■ What you have to do: This exercise calls for the records to be repeated in full, exactly as written.

■ Data for this task:

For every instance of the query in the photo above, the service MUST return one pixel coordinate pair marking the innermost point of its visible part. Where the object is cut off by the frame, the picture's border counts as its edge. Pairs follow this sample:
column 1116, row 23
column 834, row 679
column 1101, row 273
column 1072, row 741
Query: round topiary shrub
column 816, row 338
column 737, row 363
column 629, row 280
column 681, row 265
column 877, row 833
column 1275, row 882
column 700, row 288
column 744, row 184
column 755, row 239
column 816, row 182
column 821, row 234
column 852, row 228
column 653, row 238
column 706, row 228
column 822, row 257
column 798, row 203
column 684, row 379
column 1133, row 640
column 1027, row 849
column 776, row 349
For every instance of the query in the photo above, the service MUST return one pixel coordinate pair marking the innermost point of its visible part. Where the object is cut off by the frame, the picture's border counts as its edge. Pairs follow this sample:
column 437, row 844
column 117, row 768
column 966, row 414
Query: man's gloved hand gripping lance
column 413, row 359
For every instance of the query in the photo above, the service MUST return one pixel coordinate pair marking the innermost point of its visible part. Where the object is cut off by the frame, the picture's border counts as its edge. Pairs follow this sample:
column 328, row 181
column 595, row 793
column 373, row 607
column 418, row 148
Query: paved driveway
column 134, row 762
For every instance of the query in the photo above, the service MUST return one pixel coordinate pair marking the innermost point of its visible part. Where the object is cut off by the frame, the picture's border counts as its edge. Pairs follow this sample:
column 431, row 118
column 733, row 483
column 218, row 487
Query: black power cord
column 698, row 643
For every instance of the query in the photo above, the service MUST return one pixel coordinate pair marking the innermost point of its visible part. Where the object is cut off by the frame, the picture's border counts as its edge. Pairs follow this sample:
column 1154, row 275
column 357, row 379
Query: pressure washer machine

■ The answer:
For every instance of the query in the photo above, the service MUST return one pixel coordinate pair marking the innermost point of its visible part. Where the object is cut off by the frame, the picture's border counts as its edge. Pairs follow this sample:
column 1116, row 23
column 834, row 679
column 1101, row 273
column 1072, row 741
Query: round topiary shrub
column 816, row 338
column 737, row 363
column 629, row 280
column 681, row 265
column 877, row 833
column 1275, row 882
column 700, row 288
column 744, row 184
column 755, row 239
column 816, row 182
column 821, row 234
column 852, row 228
column 653, row 238
column 706, row 228
column 822, row 257
column 798, row 203
column 684, row 379
column 1133, row 640
column 1027, row 849
column 776, row 349
For every instance of the query in the photo above, the service MUST return one pixel coordinate pair marking the innermost point of its visible part. Where the object is cut off by the frame, the picture's border counts as its edge. Pairs follow this sample:
column 437, row 844
column 117, row 768
column 966, row 414
Query: man's gloved hand gripping lance
column 413, row 359
For every instance of the query in the photo above, the service MUST return one pixel coordinate pair marking the innermost point of its visible part. Where the object is cut off by the frame, the picture's border counts as its edge. Pairs follow this sample:
column 328, row 181
column 595, row 793
column 373, row 607
column 418, row 148
Query: paved driveway
column 134, row 762
For every instance of the query in the photo above, the service MUST return one pixel coordinate pair marking the innermost point of its visible part. Where the object is cut off by the frame, the picture's border counts as its edge. Pairs follow this sample:
column 431, row 118
column 733, row 483
column 218, row 487
Query: black power cord
column 698, row 643
For every instance of the query in the photo above, the service MUST return one pixel coordinate pair marking the innermost point of its visible part. Where the object is cut off by the frame, the picture's border counts as its edge. Pairs follow this sample:
column 1154, row 275
column 357, row 379
Query: pressure washer machine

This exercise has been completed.